Type out the entries below again, character for character.

──────── Recorded information

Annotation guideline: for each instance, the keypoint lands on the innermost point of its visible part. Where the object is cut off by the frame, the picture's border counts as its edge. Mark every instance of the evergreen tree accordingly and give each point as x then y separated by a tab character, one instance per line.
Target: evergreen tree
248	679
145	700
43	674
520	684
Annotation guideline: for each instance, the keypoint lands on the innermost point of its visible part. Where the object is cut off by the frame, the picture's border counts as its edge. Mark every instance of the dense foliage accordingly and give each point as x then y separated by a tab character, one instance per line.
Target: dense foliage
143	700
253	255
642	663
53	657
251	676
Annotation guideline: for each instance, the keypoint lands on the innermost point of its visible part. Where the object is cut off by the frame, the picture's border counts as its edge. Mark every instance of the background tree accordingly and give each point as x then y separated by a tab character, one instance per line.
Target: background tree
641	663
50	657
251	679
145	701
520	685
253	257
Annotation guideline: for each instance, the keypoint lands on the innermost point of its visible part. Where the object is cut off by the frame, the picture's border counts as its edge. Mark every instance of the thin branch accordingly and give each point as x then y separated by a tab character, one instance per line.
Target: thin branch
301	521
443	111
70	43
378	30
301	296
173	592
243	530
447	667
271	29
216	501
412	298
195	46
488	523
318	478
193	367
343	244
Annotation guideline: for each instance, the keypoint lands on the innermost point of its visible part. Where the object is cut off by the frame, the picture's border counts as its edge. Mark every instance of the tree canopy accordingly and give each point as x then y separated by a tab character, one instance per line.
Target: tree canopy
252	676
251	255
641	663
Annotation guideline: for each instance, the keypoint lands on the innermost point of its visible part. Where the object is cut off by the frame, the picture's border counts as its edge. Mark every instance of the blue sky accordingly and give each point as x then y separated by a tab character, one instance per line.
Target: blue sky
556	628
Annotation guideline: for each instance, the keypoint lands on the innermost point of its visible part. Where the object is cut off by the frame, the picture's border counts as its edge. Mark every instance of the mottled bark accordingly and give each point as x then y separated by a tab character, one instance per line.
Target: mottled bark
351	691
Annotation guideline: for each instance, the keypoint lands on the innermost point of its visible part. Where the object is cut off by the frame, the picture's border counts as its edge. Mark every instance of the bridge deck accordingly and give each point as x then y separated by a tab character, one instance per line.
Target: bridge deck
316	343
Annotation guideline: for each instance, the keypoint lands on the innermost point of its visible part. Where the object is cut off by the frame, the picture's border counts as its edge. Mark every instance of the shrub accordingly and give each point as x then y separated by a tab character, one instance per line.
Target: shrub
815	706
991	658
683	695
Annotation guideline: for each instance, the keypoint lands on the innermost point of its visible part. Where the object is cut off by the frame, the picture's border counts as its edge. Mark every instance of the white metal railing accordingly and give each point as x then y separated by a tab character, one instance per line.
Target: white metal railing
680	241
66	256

────────────────

→ Written answer
Annotation guideline: for each instance, the keypoint lands on the innermost point of its visible part. Where the object is cut off by the frame, the picture's border counts as its edge. Mark every instance of the evergreen tree accordingly and give each point as x then y separated by a tab character, one instance per line.
Target: evergreen tree
248	679
145	700
43	674
520	684
Annotation guideline: for each instance, the keypoint lands on the innermost point of its visible part. Where the object is cut off by the frame, the picture's border counts as its edge. Mark every instance of the dense foliage accordingly and give each point as x then y separated by a tab character, one instance per line.
Target: dense foliage
143	700
253	255
642	663
53	657
251	676
Annotation guideline: for each instance, the keypoint lands on the innermost point of its visible part. Where the object is cut off by the frame, the picture's border counts as its edge. Mark every instance of the background tree accordingly and give each point as x then y separated by a tab character, one instance per line.
Target: background tree
641	663
50	657
251	679
145	701
520	685
253	257
Annotation guideline: for each instance, the keypoint lands on the innermost point of its visible part. Where the object is cut off by the frame, the picture's border counts as its edge. Mark every instance of the thin branch accordingly and give each point as x then y separated by a tab character, one instance per line.
Target: thin branch
301	521
443	111
70	43
378	30
301	296
173	592
243	530
447	667
271	29
216	501
412	298
195	46
488	523
318	478
193	367
343	244
Annotation guideline: for each instance, the keypoint lands on the innermost point of its visible part. Where the object is cut off by the frame, the picture's border counts as its edge. Mark every instance of the tree canopy accordingly and give each point as x then y separated by a tab character, one instance per line.
Target: tree canopy
252	676
251	255
641	663
Annotation guideline: for each instance, the keypoint lands on the innermost point of its visible part. Where the object is cut off by the frame, the picture's border counts as its edge. Mark every instance of the blue sky accordingly and give each point as x then y separated by a tab character, one instance per line.
Target: blue sky
556	628
Annotation guideline: for each instance, the keypoint lands on the innermost point of its visible part. Where the object is cut off by the frame, the picture's border counts as its edge. Mark every instance of the mottled bark accordingly and give each point as x then y separated by a tab character, one instance per line.
Target: mottled bark
351	691
Annotation guideline: for each instance, the keypoint lands on the innermost point of its visible part. Where the object is cut off by the frame, the picture's border counts as its edge. Mark every instance of the bridge deck accordingly and give each point as x then y separated by a tab character, one instance per line.
Target: bridge deck
316	343
Annotation guideline: for each instance, the keypoint lands on the innermost point of its visible part. Where the object is cut off by the frame, the picture's border counts as its edge. Mark every instance of the shrub accordingly and give each point as x then y separated by a tab character, one instance per line.
Target: shrub
815	706
991	658
683	695
Annotation guideline: for each instance, the keypoint lands on the innermost point of its visible part. Where the object is cut off by the frame, the picture's border counts as its edge. Mark every instance of the white metal railing accordingly and give each point as x then y separated by a tab character, one instance per line.
Target: white metal railing
680	241
66	256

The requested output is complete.